Reproduce los registros desde la línea que contiene "Where can you spot the melted" hasta el final, ambos extremos incluidos. Sustituye "tomato" por "pepper" y deja todo lo demás sin cambios.

═══ Datos proporcionados

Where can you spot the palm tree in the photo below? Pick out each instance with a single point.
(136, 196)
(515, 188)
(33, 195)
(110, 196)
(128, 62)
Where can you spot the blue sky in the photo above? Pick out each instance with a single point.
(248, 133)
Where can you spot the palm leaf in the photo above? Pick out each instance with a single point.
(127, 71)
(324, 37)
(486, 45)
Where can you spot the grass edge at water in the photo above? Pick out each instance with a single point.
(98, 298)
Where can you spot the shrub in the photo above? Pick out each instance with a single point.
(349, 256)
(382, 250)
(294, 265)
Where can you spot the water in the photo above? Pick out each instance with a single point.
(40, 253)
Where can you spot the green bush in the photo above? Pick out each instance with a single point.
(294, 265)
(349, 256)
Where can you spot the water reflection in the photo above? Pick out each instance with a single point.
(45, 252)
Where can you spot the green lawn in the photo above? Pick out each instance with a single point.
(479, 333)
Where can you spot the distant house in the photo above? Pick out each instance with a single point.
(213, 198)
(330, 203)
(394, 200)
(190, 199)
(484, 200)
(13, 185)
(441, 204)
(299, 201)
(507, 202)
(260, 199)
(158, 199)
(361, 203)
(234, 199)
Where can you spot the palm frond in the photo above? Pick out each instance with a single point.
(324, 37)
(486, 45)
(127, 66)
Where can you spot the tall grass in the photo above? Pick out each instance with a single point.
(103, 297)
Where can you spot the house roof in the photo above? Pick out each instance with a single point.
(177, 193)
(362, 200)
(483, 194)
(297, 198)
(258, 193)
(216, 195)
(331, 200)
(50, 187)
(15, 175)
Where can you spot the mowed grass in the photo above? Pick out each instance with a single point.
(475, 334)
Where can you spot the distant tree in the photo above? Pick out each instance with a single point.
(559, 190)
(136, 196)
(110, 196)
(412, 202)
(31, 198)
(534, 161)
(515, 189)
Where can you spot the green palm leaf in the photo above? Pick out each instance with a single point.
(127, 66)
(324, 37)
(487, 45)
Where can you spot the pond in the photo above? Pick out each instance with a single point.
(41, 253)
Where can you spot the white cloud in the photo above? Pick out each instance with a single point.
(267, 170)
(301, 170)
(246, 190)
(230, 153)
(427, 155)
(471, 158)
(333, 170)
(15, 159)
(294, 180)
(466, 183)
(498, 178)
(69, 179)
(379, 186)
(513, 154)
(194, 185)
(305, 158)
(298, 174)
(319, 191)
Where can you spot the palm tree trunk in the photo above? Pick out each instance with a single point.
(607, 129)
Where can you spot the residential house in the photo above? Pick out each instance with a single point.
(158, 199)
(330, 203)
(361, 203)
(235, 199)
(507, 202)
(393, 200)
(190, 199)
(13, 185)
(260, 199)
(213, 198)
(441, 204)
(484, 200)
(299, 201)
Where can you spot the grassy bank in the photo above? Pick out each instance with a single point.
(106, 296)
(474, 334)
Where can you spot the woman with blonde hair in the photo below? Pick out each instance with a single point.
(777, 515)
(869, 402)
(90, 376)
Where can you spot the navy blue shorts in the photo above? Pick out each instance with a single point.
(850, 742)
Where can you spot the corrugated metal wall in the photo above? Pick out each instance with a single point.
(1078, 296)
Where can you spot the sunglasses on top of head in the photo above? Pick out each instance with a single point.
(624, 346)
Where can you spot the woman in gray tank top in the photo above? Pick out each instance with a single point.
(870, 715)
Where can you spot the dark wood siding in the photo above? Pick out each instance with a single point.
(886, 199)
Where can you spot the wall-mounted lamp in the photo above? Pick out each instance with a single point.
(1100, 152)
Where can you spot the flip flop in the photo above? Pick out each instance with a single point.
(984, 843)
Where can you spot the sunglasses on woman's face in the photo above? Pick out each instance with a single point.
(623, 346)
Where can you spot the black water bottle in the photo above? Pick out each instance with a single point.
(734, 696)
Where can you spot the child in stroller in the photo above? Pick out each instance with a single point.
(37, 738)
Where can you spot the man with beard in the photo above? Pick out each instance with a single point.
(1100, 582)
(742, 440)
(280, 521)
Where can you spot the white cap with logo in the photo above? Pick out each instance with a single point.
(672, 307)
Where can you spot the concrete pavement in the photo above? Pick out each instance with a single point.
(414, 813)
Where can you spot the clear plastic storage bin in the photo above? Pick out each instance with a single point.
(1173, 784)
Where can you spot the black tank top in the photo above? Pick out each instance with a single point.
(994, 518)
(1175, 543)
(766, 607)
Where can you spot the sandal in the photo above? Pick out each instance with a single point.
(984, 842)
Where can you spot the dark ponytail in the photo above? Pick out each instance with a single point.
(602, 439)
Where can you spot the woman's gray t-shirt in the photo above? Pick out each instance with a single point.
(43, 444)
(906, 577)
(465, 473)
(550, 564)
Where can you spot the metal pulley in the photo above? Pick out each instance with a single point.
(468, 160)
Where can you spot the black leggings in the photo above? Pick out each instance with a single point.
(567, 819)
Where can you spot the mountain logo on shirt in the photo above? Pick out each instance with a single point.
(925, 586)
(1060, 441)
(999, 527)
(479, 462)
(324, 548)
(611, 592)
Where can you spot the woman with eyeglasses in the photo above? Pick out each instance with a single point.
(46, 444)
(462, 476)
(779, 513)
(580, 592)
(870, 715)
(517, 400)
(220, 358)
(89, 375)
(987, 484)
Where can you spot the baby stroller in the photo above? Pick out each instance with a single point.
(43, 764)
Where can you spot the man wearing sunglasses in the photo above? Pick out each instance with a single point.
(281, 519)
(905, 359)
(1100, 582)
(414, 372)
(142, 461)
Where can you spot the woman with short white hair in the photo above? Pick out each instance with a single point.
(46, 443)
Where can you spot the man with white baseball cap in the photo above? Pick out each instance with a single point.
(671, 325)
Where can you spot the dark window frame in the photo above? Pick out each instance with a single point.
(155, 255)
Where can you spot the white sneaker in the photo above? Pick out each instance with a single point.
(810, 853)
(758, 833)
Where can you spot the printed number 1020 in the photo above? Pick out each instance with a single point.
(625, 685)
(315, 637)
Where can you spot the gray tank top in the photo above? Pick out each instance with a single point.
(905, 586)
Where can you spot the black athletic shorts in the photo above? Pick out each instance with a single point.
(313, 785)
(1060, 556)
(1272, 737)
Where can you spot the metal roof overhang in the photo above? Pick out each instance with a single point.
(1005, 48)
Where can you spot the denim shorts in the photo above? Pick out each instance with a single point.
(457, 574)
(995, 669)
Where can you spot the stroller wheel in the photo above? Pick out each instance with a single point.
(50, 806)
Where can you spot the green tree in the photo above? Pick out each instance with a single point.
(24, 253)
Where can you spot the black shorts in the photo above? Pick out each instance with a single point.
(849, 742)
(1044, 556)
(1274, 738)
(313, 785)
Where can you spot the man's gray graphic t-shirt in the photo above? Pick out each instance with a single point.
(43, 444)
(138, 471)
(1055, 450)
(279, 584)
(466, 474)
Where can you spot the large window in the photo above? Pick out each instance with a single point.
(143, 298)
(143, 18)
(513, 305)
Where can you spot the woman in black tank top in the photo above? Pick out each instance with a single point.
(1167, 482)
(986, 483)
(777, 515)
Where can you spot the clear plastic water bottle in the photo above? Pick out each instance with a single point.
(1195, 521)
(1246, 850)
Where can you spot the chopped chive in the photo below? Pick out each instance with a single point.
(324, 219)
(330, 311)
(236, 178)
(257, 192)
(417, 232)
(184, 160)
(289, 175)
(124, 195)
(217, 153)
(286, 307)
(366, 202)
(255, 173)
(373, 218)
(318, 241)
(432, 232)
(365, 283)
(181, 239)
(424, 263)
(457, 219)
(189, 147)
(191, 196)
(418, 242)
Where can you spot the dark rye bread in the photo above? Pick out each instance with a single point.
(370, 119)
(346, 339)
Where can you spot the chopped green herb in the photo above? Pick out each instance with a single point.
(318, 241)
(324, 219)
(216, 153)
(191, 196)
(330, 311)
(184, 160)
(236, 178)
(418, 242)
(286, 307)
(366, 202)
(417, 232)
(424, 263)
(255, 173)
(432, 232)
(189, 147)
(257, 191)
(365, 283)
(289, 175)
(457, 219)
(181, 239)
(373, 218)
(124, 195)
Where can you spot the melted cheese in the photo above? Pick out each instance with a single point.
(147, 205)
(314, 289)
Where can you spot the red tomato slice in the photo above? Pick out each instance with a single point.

══════

Respuesta final
Where can you spot the melted cheese in the photo above? Pick out each instance with a single point.
(147, 205)
(314, 289)
Where can you spot the red pepper slice in the photo above? Pick out each instance with a single point.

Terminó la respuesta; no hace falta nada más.